Required actions:
a) Which search words does the article on death hoaxes say make the Mediamass site produce a page? List every one.
b) Translate this sentence from the article on death hoaxes into Spanish: "The story and picture are themselves a hoax."

Passage given:
+ + + +

Philip Seymour Hoffman: Death Hoaxes of Hoaxes of Hoaxes
The claim that the recent death of Philip Seymour Hoffman was ‘predicted’ ‘earlier this week’ by a tabloid media site appears to be a hoax. Actually, it’s a hoax of a hoax.
There is a website called Mediamass, that appears to run some kind of software script that is linked to google search. The way it seems to work is that if someone searches google for the name of a famous person and the words “dead 2014” or just “dead” or “died” the Mediamass site will produce a web page with that person’s face on a fake tabloid mag called ‘Starmag’ and some text explaining, not that the famous person in question has died, but that the famous person was reported to have died and that the report was in fact a hoax. The story and picture are themselves a hoax.
Basically, the site either creates or has already archived pages that report that most famous people have been victims of a death hoax. Not only have these people not died, but they have not been the victims of death hoaxes either.

+ + + +

Box-labeled dataset extracts:

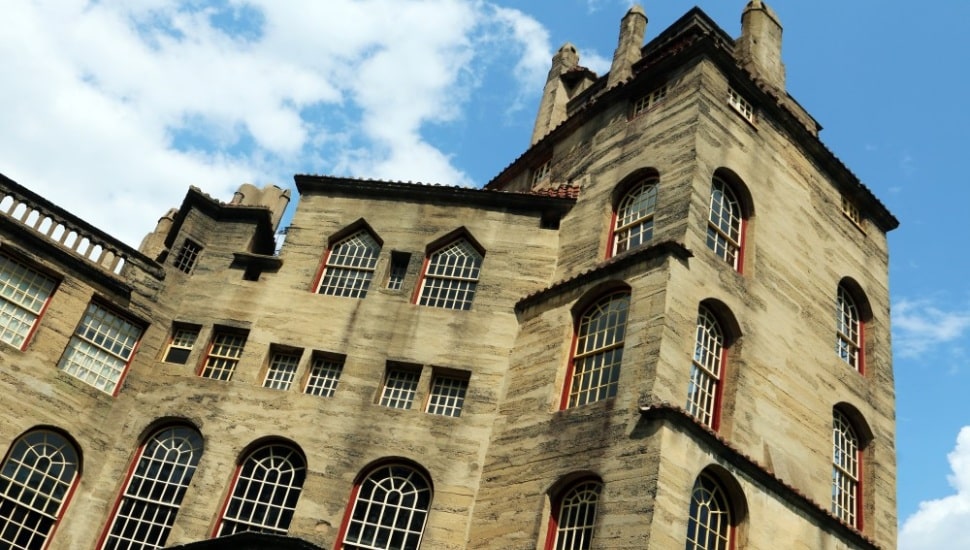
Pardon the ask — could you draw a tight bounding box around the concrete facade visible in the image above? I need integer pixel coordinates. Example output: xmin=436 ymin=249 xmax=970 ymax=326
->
xmin=0 ymin=1 xmax=897 ymax=549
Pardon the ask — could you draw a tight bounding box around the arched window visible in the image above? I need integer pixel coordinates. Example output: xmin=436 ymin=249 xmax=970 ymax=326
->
xmin=418 ymin=239 xmax=483 ymax=309
xmin=832 ymin=410 xmax=862 ymax=527
xmin=687 ymin=306 xmax=726 ymax=430
xmin=101 ymin=426 xmax=202 ymax=550
xmin=216 ymin=444 xmax=306 ymax=537
xmin=0 ymin=429 xmax=80 ymax=550
xmin=317 ymin=229 xmax=381 ymax=298
xmin=686 ymin=472 xmax=734 ymax=550
xmin=707 ymin=176 xmax=744 ymax=271
xmin=563 ymin=290 xmax=630 ymax=408
xmin=341 ymin=464 xmax=432 ymax=550
xmin=612 ymin=181 xmax=657 ymax=256
xmin=835 ymin=284 xmax=863 ymax=372
xmin=546 ymin=479 xmax=603 ymax=550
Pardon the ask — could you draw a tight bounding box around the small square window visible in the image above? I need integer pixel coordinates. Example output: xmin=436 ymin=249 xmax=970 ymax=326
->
xmin=728 ymin=89 xmax=754 ymax=124
xmin=175 ymin=239 xmax=202 ymax=273
xmin=199 ymin=330 xmax=246 ymax=380
xmin=387 ymin=252 xmax=411 ymax=290
xmin=381 ymin=366 xmax=421 ymax=409
xmin=426 ymin=375 xmax=468 ymax=417
xmin=303 ymin=356 xmax=344 ymax=397
xmin=165 ymin=326 xmax=199 ymax=365
xmin=263 ymin=350 xmax=300 ymax=391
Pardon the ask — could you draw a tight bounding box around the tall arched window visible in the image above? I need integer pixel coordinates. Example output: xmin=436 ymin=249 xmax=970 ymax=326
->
xmin=317 ymin=229 xmax=381 ymax=298
xmin=546 ymin=479 xmax=603 ymax=550
xmin=101 ymin=426 xmax=202 ymax=550
xmin=686 ymin=472 xmax=734 ymax=550
xmin=707 ymin=176 xmax=744 ymax=271
xmin=216 ymin=443 xmax=306 ymax=537
xmin=418 ymin=239 xmax=483 ymax=309
xmin=686 ymin=306 xmax=725 ymax=430
xmin=0 ymin=429 xmax=80 ymax=550
xmin=563 ymin=290 xmax=630 ymax=408
xmin=341 ymin=464 xmax=432 ymax=550
xmin=832 ymin=410 xmax=862 ymax=527
xmin=835 ymin=284 xmax=863 ymax=372
xmin=612 ymin=181 xmax=657 ymax=256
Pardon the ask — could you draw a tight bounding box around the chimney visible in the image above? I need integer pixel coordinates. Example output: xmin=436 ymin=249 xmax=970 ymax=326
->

+ + + +

Exercise solutions:
a)
"dead 2014"
"dead"
"died"

b) La historia y la imagen son, en sí mismas, un engaño.